## [Data shown]
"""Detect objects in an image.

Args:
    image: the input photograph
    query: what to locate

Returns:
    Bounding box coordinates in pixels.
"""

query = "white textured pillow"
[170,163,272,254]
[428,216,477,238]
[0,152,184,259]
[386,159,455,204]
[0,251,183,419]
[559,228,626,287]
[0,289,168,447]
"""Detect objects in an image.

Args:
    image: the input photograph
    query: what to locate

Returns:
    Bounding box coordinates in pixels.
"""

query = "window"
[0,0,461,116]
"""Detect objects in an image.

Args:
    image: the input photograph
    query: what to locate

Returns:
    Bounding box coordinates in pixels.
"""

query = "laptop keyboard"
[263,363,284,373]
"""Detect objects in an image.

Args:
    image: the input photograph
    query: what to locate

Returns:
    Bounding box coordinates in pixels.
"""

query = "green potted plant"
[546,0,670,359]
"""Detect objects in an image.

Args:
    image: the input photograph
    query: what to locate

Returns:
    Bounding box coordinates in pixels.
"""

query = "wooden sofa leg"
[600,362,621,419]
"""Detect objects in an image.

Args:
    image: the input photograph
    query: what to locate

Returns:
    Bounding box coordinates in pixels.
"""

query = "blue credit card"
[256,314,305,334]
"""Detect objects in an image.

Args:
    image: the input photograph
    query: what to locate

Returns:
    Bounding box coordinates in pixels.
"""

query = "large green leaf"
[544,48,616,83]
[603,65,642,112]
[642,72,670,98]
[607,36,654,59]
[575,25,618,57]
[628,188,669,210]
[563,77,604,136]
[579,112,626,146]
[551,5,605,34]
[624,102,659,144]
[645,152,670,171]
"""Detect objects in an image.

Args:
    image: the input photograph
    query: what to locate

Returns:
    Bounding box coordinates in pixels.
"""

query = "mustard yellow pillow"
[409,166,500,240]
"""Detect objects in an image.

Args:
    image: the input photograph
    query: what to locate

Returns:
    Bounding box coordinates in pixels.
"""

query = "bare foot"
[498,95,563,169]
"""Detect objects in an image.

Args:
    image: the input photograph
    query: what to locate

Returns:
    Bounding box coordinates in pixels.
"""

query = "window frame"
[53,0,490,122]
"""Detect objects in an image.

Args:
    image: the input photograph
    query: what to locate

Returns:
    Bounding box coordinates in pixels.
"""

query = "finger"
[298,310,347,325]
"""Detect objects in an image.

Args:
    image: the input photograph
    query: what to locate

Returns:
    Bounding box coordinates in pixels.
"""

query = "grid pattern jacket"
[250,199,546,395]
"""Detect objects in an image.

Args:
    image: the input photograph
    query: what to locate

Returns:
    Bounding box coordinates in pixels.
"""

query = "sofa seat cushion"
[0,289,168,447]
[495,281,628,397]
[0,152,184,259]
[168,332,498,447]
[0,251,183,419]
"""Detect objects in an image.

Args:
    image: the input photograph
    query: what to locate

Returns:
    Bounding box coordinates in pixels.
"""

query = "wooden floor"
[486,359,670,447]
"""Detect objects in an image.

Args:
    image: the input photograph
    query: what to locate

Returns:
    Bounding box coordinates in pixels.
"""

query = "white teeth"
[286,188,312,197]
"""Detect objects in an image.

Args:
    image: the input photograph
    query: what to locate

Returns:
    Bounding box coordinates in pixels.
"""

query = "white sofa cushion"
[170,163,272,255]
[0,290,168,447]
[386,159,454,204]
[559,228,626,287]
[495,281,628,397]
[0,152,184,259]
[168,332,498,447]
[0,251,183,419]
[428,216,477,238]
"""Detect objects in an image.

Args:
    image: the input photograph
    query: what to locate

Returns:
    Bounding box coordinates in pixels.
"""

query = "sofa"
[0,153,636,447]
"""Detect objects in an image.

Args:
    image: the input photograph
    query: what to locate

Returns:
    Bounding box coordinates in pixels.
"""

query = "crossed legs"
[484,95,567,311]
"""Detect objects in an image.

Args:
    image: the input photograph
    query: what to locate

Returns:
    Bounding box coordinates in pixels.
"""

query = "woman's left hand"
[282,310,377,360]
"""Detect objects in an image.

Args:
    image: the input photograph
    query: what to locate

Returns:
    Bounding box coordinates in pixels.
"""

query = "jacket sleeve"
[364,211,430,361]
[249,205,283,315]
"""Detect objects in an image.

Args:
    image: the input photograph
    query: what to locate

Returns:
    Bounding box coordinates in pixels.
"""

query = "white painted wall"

## [To do]
Please reproduce every one of the lines above word for word, with no changes.

## [Complete output]
"""Detect objects in an image.

Args:
    image: the input photograph
    query: what to locate

Returns:
    Bounding box coordinates in pixels.
"""

query = "white textured pillow"
[170,163,272,254]
[428,216,477,238]
[0,152,184,259]
[386,159,455,204]
[0,251,183,419]
[559,228,626,287]
[0,289,168,447]
"""Detect objects in an image.

Args:
    image: the input photograph
    query: what to locate

Returns:
    Bounding box coordinates in pixels.
"""

query = "window"
[0,0,461,116]
"""Detect objects in an image.

Args:
    image: the input photograph
    query: what to locate

Returns:
    Bounding box coordinates in pixels.
"""

query = "laptop keyboard"
[263,363,284,373]
"""Detect objects in an image.

Args:
    image: the input photograph
    query: what to locate

Returns:
    Bounding box coordinates in pixels.
"""

query = "green potted plant"
[546,0,670,359]
"""Detect objects in an image.

Args:
    image: the input photograph
    query: what to locate

Returns:
    Bounding box coordinates in pixels.
"""

query = "wooden sofa leg"
[600,362,621,419]
"""Detect objects in an image.

Args:
    image: the input photograph
    query: what to locate

Returns:
    Bounding box coordinates in pixels.
"""

query = "blue credit card"
[256,314,305,334]
"""Detect objects in an image.

Args:
    image: the input photograph
    query: what to locate

Returns:
    Bounding box coordinates in pixels.
"""

query = "large green leaf"
[544,48,616,83]
[603,65,642,112]
[642,72,670,98]
[607,36,654,59]
[575,25,618,57]
[628,188,669,210]
[563,77,604,136]
[579,112,626,146]
[551,5,605,34]
[624,102,659,144]
[645,152,670,171]
"""Detect objects in an image.

Args:
    image: the input photograph
    query: what to locate

Returns:
    Bounding box coordinates in pixels.
"""

query = "mustard yellow pillow"
[409,166,500,240]
"""Detect objects in an image.

Args:
    image: the input photograph
    query: what to locate

Returns:
    Bounding box coordinates in pixels.
"""

query = "bare foot"
[498,95,563,169]
"""Detect objects in an image.

Args:
    image: the input photograph
    query: what to locate

Returns:
    Bounding box coordinates in pixels.
"""

query = "window frame"
[53,0,490,122]
"""Detect objects in an image.

Args:
    image: the input photograph
    query: what to locate

Returns:
    Bounding box coordinates in pixels.
"""

query = "finger"
[298,310,347,325]
"""Detect objects in an image.

Args:
    image: the input photograph
    query: what to locate

Returns:
    Bounding box coordinates in pixels.
"""

query = "grid pattern jacket"
[250,199,546,395]
"""Detect objects in an image.

Args:
    image: the input photograph
    query: what to locate

Returns:
    Bounding box coordinates in pixels.
"""

query = "sofa seat cushion"
[0,289,168,447]
[495,281,628,397]
[0,152,184,259]
[168,332,498,447]
[0,251,183,419]
"""Detect objects in an image.

Args:
    image: the input photograph
    query: what to locate

Returns:
    Bounding box coordinates in pixels.
"""

query = "wooden floor"
[486,359,670,447]
"""Detect objects in an image.

Args:
    image: the input photograph
    query: what to locate

Returns:
    Bounding box coordinates in pixels.
"""

query = "white teeth"
[286,188,312,197]
"""Detect objects in an image.

Args:
    image: the input photograph
    query: what to locate

Returns:
    Bounding box coordinates in pixels.
"""

query = "white sofa cushion"
[170,163,272,255]
[0,290,168,447]
[386,159,454,204]
[559,228,626,287]
[495,281,628,397]
[0,152,184,259]
[168,332,498,447]
[0,251,183,419]
[428,216,477,238]
"""Detect objects in an image.

Args:
    image: the input photograph
    query: what to locate

Returns:
    Bounding box coordinates in pixels.
"""

query = "sofa"
[0,153,636,447]
"""Detect objects in an image.

Args:
    image: the input photograph
    query: what to locate

Returns:
    Bounding box coordinates in pixels.
"""

query = "crossed legs"
[484,95,567,311]
"""Detect objects in an image.

Args:
    image: the input photograph
    query: what to locate

Returns:
    Bounding box coordinates in pixels.
"""

query = "woman's left hand"
[282,310,377,360]
"""Detect objects in an image.

Args:
    image: the input photograph
    query: what to locate

Returns:
    Bounding box coordinates in pixels.
"""

query = "jacket sleeve"
[364,211,430,361]
[249,205,283,315]
"""Detect objects in an image.

Args:
    image: the input photograph
    query: what to locate

Returns:
    Bounding box coordinates in pixels.
"""

query = "white painted wall"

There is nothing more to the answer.